TEXT EXTRACT:
[Begin]
P.S. As for much more in depth about why digital machines 
can't do AI, consult the essay about Goedel's work, which 
is found in the 'essay' section below somewhere if you 
search within the page at: fic3inf3.htm And as for how it is 
that attempts to go beyond digital into the socalled
'quantum analog' have never produced, and will never
produce, a better computer than the conventional
digital one -- despite attempts, and much money
poured into it, and misused -- please consult the
essays about the quantum phenomena which are linked
to at the economy.htm column. There are
also writings, even in the form of a book that more
or less clearly show similar points, if you look 
around at the links that are at these pages, for
those who wish to understand the quantum phenomena
in light of the informal theory called 'super-model
theory', and which, in the understanding of this
writer, does the job better than any formal theory
does account for it, and indeed, better than any 
formal theory CAN account for it.





After the next essay comes the notions on nudity
and spirituality and why non-censorship must be
the noble stance here. But first, a rather longer
essay, which speaks about Tolkien's books as infinitely 
superior to movies about  Tolkien, and the more general 
themes of why Internet should not be about videos and 
movies AT ALL, but about texts, images, music and 
other things which activate us holistically -- in the
sense of 'yoga', which in Sanskrit means 'whole,
pertaining to the whole', also 'healing' -- in
addition to more flavours of meaning. This, then,
explains more of what is emphasised in this 
yoga6d.org/look.htm search engine and in the search 
engine portal.





<< . . .


GOOD FOR THE BRAIN: TEXTS, IMAGES, MUSIC, EXERCISE; BAD
FOR THE BRAIN: VIDEOS
-- There's only one way to activate the brain, and that's
by using it, not drowning it in recordings

A long time ago, perhaps for the lack of other things to
say, there was a type of slogan, or motto, that went
like this -- perhaps some are still using it -- "The
medium is the message".
[End]
GIVEN DATA:
[Begin]
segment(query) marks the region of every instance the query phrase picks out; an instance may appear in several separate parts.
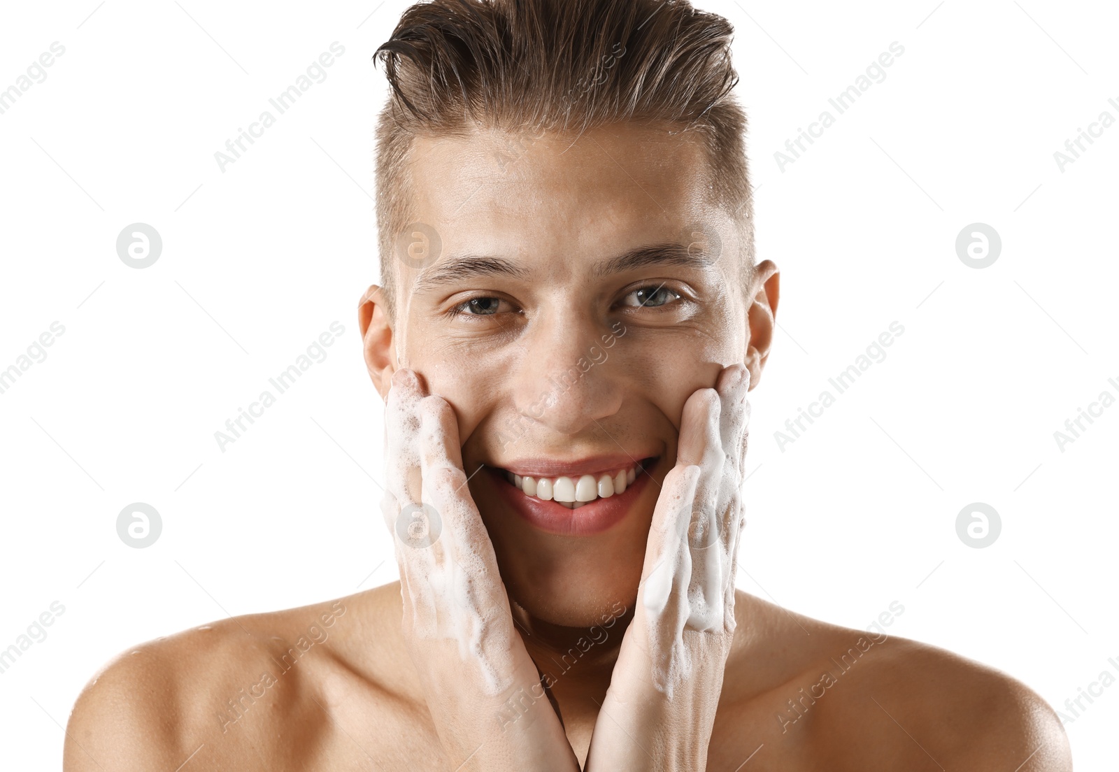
[End]
YOUR TASKS:
1. Does each statement below agree with the essay extract? Answer yes or no for each, and quote the deciding words. (a) The essay extract says that 'yoga' in Sanskrit means 'whole, pertaining to the whole'. (b) The essay extract says that the essay about Goedel's work is found at economy.htm. (c) The essay extract says that the notions on nudity and spirituality come before the essay about Tolkien.
2. From the essay extract, repeat everything from "After the next" down to "engine portal.".
3. Go on with the essay extract on texts versus videos, starting where it stops.

RESPONSES IN ORDER:
1.
(a) Yes: "which in Sanskrit means 'whole, pertaining to the whole'"
(b) No: "is found in the 'essay' section below somewhere if you search within the page at: fic3inf3.htm"
(c) No: "After the next essay comes the notions on nudity and spirituality" and "But first, a rather longer essay, which speaks about Tolkien's books"

2.
After the next essay comes the notions on nudity
and spirituality and why non-censorship must be
the noble stance here. But first, a rather longer
essay, which speaks about Tolkien's books as infinitely 
superior to movies about  Tolkien, and the more general 
themes of why Internet should not be about videos and 
movies AT ALL, but about texts, images, music and 
other things which activate us holistically -- in the
sense of 'yoga', which in Sanskrit means 'whole,
pertaining to the whole', also 'healing' -- in
addition to more flavours of meaning. This, then,
explains more of what is emphasised in this 
yoga6d.org/look.htm search engine and in the search 
engine portal.

3.
  It seems to be an idea, shared by a vast proportion
of the technology-using part of the population, that
any idea, if it can be spread at all, can be spread by
means of videos; and any thought, if it can be received
at all, can be received by means of watching videos.
  And I wish to say, Nay, the medium is the message.
When you're watching videos, what you're doing is watching
videos, and that's that. Videos constitute a medium that
is uniquely unable to convey any pure, interesting,
uplfiting message of any deep type. I don't want to quote
again the numerous studies on the level of brain
activation that compares how the brain is activated
when a book is read, something is watched on video or
television, something is heard on the radio (showing that
video ranks lowest). Let's take something as simple as a
so-called 'animated cartoon', compared to a cartoon with
talk bubbles or such, perhaps as printed on inexpensive
pulp paper. Let's imagine a child leaning back in a sofa
watching and hearing an animated version of something
that first existed in drawn form. There is no text there,
so that means that one doesn't have to bother about
activating the text-reading part of the brain. The
sounds -- the squeeking and such -- are pleasant
indulging the brain with a minute stimulation of the
auditory area. There is no reason to visualise what is
going on from one scene to the next as when a cartoon
or comics strip or comics book gives one scene after
another, filling out the gaps by mental visualisation.
For the gaps are already filled by those who have made
the animated cartoon. It is true, perhaps, that the
cartoon is animated, but the brain isn't.
  Statistics affirm this, on the average. There is no
doubt that if you have read a dozen books by an author,
it could be interesting to hear, not just read text, by
the same author, if only for ten minutes; and perhaps
even watching a recording of her or his body language.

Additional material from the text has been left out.